===== Task material =====
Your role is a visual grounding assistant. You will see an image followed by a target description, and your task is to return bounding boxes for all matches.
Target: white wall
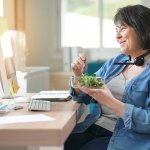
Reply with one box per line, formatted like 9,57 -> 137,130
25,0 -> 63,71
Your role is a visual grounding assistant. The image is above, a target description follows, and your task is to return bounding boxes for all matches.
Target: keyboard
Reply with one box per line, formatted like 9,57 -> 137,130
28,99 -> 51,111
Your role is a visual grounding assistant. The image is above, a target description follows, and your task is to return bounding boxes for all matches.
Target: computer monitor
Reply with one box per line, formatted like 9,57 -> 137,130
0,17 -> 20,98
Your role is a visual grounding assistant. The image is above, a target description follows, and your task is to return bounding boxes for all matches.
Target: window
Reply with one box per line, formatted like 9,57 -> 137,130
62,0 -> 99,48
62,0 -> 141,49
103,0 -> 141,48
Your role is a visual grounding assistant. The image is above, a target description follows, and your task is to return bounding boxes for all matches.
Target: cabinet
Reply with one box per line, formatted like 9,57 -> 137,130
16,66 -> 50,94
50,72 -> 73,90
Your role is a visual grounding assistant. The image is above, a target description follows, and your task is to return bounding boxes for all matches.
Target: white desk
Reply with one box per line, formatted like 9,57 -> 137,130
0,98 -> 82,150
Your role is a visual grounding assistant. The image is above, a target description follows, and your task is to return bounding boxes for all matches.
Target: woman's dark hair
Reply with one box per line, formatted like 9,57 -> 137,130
=====
===== Task material =====
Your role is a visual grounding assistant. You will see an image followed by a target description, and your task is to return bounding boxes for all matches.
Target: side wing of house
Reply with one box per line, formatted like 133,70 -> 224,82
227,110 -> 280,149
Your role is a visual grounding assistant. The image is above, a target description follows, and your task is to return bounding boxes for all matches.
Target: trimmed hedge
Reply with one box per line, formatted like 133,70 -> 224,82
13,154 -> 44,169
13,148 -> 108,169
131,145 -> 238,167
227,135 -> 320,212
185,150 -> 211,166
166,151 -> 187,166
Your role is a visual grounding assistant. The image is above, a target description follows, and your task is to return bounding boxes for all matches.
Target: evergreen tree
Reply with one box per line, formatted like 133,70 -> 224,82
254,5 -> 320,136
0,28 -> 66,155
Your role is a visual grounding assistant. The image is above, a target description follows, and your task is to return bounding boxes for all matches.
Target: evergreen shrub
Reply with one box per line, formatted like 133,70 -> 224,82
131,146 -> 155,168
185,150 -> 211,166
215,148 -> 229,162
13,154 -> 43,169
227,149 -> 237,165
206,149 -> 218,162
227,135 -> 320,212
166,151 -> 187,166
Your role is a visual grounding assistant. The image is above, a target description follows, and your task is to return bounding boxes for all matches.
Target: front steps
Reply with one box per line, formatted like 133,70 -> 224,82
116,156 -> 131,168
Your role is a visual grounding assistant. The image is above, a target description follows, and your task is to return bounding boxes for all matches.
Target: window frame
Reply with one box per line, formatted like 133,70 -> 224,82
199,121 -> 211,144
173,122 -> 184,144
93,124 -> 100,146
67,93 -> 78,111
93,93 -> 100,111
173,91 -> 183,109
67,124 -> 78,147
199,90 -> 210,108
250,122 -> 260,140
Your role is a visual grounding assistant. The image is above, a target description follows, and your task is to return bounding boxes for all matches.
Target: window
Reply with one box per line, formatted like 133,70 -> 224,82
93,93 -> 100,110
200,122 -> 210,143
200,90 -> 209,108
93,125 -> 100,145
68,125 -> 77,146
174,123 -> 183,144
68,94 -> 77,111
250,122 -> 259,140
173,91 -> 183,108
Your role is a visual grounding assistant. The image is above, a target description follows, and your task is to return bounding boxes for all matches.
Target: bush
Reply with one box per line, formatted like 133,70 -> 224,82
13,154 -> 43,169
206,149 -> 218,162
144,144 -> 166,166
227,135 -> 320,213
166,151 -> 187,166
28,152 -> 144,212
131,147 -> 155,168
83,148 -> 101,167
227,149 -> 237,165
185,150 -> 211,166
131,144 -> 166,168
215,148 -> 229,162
=====
For the records above, give the number of lines that include the string "white", with nothing added.

2